**STATED TASK 1**
Copy every line of the records below word for word.

**TEXT EXCERPT**
§

Beyond the total paper count for each service, we can visualize the growth of each service through plots of the cumulative manuscripts in each repository (Figure 1). Qualitatively, each of the 9 services are growing in linear or superlinear manner.

Data obtained from the OSF API enables us to determine the number of authors that have contributed manuscripts to each service. Total author numbers are shown in Table 1. We filter the total author list for duplicates to find how many distinct authors have contributed to each service. This Distinct Authors number (Table 1) is a proxy for the breadth of a service. A low percentage of distinct authors is indicative of a small group of researchers repeatedly submitting to the service. Conversely, a high percentage of distinct authors indicates more uptake of the service. Distinct authors account for 39–71% of submissions across the 9 COS services. LawArXiv has the lowest distinct author percentage (39%), and EarthArXiv has the highest (71%). The other services cluster between 57–69% distinct authors.

3.2. Preprints vs. Postprints

Both preprints and postprints are accepted at the nine COS services allowing us to calculate the total number of submissions of preprints vs. postprints for each COS service. Calculating the ratio of preprint submissions to postprint submissions can tell us how COS services are being used by their respective communities. A larger number of submitted postprints (small ratio) is indicative of a system being used to host already peer-reviewed research. In such a scenario, users may not be interested in the benefits of preprints (e.g., rapid publication, feedback on initial research), or there might be discipline norms that disincentivize preprint adoption. In these cases, authors use COS services to host already published research. Conversely, a larger number of submitted preprints (large ratio) is indicative of researchers using COS services for pre-peer-review benefits (e.g., citability, priority, feedback).

§

**DATASET ROWS**

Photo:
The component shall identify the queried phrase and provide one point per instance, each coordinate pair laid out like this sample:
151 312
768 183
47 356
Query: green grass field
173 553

§

**STATED TASK 2**
Go on with the text about preprint and postprint submissions to the COS services, starting after its last sentence.

**EXERCISE OUTPUT 1**
Photo:
The component shall identify the queried phrase and provide one point per instance, each coordinate pair laid out like this sample:
151 312
768 183
47 356
Query: green grass field
173 553

**EXERCISE OUTPUT 2**
Preprint submission totals, postprint submission totals, and the ratio between these two manuscript types are shown in

Table 2. Preprint and Postprint count for 9 COS services.

Preprint System	Papers with Peer Reviewed DOI	Confirmed Preprints	Confirmed Postprints	Unclassified	Total Preprint to Postprint Ratio
PsyArXiv	652	3111	413	16	7.5
SocArXiv	900	2230	768	36	2.9
LawArXiv	41	867	27	11	32.1
EarthArXiv	262	376	187	4	2.0
EngrXiv	91	285	69	8	4.1
MarXiv	183	190	134	0	1.4
LISSA	32	111	21	7	5.3
MindRxiv	38	87	33	1	2.6
PaleorXiv	84	31	81	0	0.4

for the nine services we investigate. We believe the high ratio for LawArxiv is because many documents published there do not report a DOI, and thus even peer-reviewed documents in LawArXiv do not get classified as ‘Postprints’ using our methodology. We therefore exclude LawArXiv from subsequent analysis of preprint/postprint ratio. Preprint to Postprint ratios range from 7.5 (PsyArXiv) to 0.4 (PaleorXiv).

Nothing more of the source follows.